◆ **Required work**
Rewrite the rows below as a JSON list of strings, with each line as its own string and blank lines omitted.

◆ **Material provided**
* * * * *

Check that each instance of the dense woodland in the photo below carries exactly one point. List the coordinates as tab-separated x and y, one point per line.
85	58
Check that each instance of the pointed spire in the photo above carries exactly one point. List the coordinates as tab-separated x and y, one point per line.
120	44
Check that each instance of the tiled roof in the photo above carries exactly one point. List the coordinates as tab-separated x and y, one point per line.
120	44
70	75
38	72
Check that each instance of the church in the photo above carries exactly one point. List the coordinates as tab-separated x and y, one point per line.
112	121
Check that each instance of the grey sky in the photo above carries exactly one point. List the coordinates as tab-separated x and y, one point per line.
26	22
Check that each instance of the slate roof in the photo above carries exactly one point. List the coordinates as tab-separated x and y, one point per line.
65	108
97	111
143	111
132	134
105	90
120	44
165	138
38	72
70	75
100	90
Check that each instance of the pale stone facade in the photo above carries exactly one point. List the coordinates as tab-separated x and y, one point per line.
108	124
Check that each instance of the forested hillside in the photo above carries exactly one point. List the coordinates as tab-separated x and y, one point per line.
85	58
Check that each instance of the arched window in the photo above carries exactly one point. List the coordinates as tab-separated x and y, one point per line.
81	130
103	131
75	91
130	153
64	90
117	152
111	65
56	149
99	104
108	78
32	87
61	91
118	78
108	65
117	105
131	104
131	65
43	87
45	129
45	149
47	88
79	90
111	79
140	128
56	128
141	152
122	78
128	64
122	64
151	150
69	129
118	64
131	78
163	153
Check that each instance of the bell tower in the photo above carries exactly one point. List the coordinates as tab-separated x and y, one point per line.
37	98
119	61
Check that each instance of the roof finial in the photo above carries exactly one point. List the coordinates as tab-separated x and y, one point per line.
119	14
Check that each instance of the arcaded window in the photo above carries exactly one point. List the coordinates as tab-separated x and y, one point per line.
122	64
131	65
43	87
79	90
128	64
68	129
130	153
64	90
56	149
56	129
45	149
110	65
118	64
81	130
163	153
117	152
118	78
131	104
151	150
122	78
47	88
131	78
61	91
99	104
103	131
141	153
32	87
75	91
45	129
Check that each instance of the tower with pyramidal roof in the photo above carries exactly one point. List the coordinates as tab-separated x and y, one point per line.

* * * * *

◆ **Result**
[
  "Check that each instance of the dense woodland in the photo below carries exactly one point. List the coordinates as tab-separated x and y, one point per line.",
  "85\t58",
  "Check that each instance of the pointed spire in the photo above carries exactly one point. List the coordinates as tab-separated x and y, one point per line.",
  "120\t44",
  "Check that each instance of the tiled roof in the photo above carries exactly one point. List the coordinates as tab-separated x and y, one point per line.",
  "120\t44",
  "70\t75",
  "38\t72",
  "Check that each instance of the church in the photo above carries exactly one point. List the coordinates as tab-separated x and y, one point per line.",
  "112\t121",
  "Check that each instance of the grey sky in the photo above carries exactly one point. List the coordinates as tab-separated x and y, one point per line.",
  "26\t22",
  "Check that each instance of the slate roof in the photo above carries exactly one point. List the coordinates as tab-separated x and y, one point per line.",
  "65\t108",
  "97\t111",
  "143\t111",
  "132\t134",
  "105\t90",
  "120\t44",
  "165\t138",
  "38\t72",
  "70\t75",
  "100\t90",
  "Check that each instance of the pale stone facade in the photo above carries exactly one point. List the coordinates as tab-separated x and y, one point per line.",
  "108\t124",
  "Check that each instance of the forested hillside in the photo above carries exactly one point. List the coordinates as tab-separated x and y, one point per line.",
  "85\t58",
  "Check that each instance of the arched window in the photo above carries exactly one point. List the coordinates as tab-separated x and y, one point per line.",
  "81\t130",
  "103\t131",
  "75\t91",
  "130\t153",
  "64\t90",
  "117\t152",
  "111\t65",
  "56\t149",
  "99\t104",
  "108\t78",
  "32\t87",
  "61\t91",
  "118\t78",
  "108\t65",
  "117\t105",
  "131\t104",
  "131\t65",
  "43\t87",
  "45\t129",
  "45\t149",
  "47\t88",
  "79\t90",
  "111\t79",
  "140\t128",
  "56\t128",
  "141\t152",
  "122\t78",
  "128\t64",
  "122\t64",
  "151\t150",
  "69\t129",
  "118\t64",
  "131\t78",
  "163\t153",
  "Check that each instance of the bell tower in the photo above carries exactly one point. List the coordinates as tab-separated x and y, one point per line.",
  "37\t98",
  "119\t61",
  "Check that each instance of the roof finial in the photo above carries exactly one point. List the coordinates as tab-separated x and y, one point per line.",
  "119\t14",
  "Check that each instance of the arcaded window in the photo above carries exactly one point. List the coordinates as tab-separated x and y, one point per line.",
  "122\t64",
  "131\t65",
  "43\t87",
  "79\t90",
  "128\t64",
  "68\t129",
  "130\t153",
  "64\t90",
  "56\t149",
  "56\t129",
  "45\t149",
  "110\t65",
  "118\t64",
  "81\t130",
  "163\t153",
  "117\t152",
  "118\t78",
  "131\t104",
  "151\t150",
  "122\t78",
  "47\t88",
  "131\t78",
  "61\t91",
  "99\t104",
  "103\t131",
  "141\t153",
  "32\t87",
  "75\t91",
  "45\t129",
  "Check that each instance of the tower with pyramidal roof in the photo above carries exactly one point. List the coordinates as tab-separated x and y, one point per line."
]